- What you have to do: What is needed is an exact copy of every entry.

(Extracted records)

——

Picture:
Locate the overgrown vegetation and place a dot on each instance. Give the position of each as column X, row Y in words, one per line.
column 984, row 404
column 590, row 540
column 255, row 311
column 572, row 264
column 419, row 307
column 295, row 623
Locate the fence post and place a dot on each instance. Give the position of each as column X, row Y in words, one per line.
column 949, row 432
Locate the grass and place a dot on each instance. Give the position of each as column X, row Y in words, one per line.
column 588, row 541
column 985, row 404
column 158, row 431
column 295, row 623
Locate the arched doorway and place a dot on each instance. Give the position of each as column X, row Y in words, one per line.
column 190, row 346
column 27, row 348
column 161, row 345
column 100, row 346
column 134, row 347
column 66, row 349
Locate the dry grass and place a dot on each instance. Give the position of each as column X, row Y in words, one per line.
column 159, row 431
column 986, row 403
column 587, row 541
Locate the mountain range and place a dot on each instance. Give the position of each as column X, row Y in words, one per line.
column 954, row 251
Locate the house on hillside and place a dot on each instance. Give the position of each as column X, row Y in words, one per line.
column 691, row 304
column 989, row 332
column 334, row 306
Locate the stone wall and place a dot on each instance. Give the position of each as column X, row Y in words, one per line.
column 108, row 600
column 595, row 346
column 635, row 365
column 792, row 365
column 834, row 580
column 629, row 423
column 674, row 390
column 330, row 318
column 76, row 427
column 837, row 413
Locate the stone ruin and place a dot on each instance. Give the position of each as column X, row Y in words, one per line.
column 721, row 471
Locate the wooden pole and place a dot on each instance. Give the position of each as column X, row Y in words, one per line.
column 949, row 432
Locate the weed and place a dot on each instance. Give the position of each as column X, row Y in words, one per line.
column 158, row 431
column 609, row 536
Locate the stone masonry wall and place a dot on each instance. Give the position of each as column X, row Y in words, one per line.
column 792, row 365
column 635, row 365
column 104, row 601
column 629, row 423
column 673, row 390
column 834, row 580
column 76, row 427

——

- Result:
Picture:
Locate the overgrown vegetation and place a dot on each instance. Give the position of each as column X, row Y in words, one per line.
column 984, row 404
column 590, row 540
column 255, row 311
column 572, row 264
column 419, row 307
column 295, row 623
Locate the fence post and place a dot on each instance. Give the position of each as column X, row Y in words, one per line.
column 949, row 432
Locate the grass and place a dot on each instance. Give the position of each as column X, row Y in words, one per line.
column 588, row 541
column 985, row 404
column 158, row 431
column 295, row 623
Locate the arched doorway and place a dot on each instance. Give the position of each as column X, row Y in words, one per line.
column 190, row 346
column 27, row 348
column 161, row 345
column 100, row 346
column 134, row 347
column 66, row 349
Locate the dry grass and place a dot on each instance. Give the position of each as column X, row Y in words, one per line.
column 159, row 431
column 986, row 403
column 587, row 541
Locate the mountain range and place a dot on each instance. Give the position of each as column X, row Y in words, one per line.
column 954, row 251
Locate the house on hillside and place a dot on each instance. Give the position of each as column X, row Y in words, one per line.
column 691, row 304
column 989, row 332
column 334, row 306
Locate the stone wall and place a dot on each instance. Give the position of each as column X, row Y in words, one per line.
column 108, row 600
column 595, row 346
column 635, row 365
column 792, row 365
column 834, row 580
column 629, row 423
column 674, row 390
column 330, row 318
column 76, row 427
column 837, row 413
Locate the stone ruin and place a dot on each instance. Give the position of each as column X, row Y in words, one per line.
column 721, row 471
Locate the wooden pole and place a dot on each instance. Give the position of each as column X, row Y in words, one per line.
column 949, row 432
Locate the weed and place a dot on each instance. Give the position of each as column X, row Y in words, one per line.
column 158, row 431
column 609, row 536
Locate the stone masonry wall and place a dot on each instance. Give the position of each as column X, row Y in words, one per line.
column 792, row 365
column 635, row 365
column 104, row 601
column 629, row 423
column 673, row 390
column 834, row 580
column 76, row 427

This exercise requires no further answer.